| What is needed |
All of the data below should be copied exactly as it stands.

| Entries shown |
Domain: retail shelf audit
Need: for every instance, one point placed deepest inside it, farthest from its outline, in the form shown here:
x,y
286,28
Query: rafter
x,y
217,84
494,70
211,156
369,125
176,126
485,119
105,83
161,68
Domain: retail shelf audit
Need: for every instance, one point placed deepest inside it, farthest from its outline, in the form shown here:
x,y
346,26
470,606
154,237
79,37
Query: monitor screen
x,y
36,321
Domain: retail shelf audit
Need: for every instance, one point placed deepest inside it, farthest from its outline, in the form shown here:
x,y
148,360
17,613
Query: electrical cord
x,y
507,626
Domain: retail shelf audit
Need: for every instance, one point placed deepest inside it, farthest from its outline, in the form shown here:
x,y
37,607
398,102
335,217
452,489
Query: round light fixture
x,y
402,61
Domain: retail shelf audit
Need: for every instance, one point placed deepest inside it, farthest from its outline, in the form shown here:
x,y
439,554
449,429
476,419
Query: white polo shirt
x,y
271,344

| Problem solution |
Domain: retail shelf audit
Need: for every instance, one point placed deepest inside it, farthest from its outline, in the form shown here:
x,y
286,28
Query: rafter
x,y
217,84
494,70
211,156
369,125
176,126
485,119
105,83
161,68
Domain: retail shelf audit
Need: for every instance, one point placed deepest inside it, farthest from its outline, in the form shown here:
x,y
346,26
470,606
154,237
79,37
Query: monitor screen
x,y
36,321
Domain: retail shelf audit
Need: for every instance, one point placed deepest inside it, farthest from its outline, in the form shown here:
x,y
148,360
17,613
Query: electrical cord
x,y
507,626
Domain: retail shelf audit
Need: for every instance, one point placed deepest inside it, farthest from its outline, in the form shown here:
x,y
37,607
398,102
335,217
452,489
Query: round light fixture
x,y
402,61
Domain: retail shelf audit
Need: for every instance, one point placed deepest inside it, farthest from its outline, in the form shown here:
x,y
439,554
449,429
476,419
Query: white polo shirt
x,y
271,344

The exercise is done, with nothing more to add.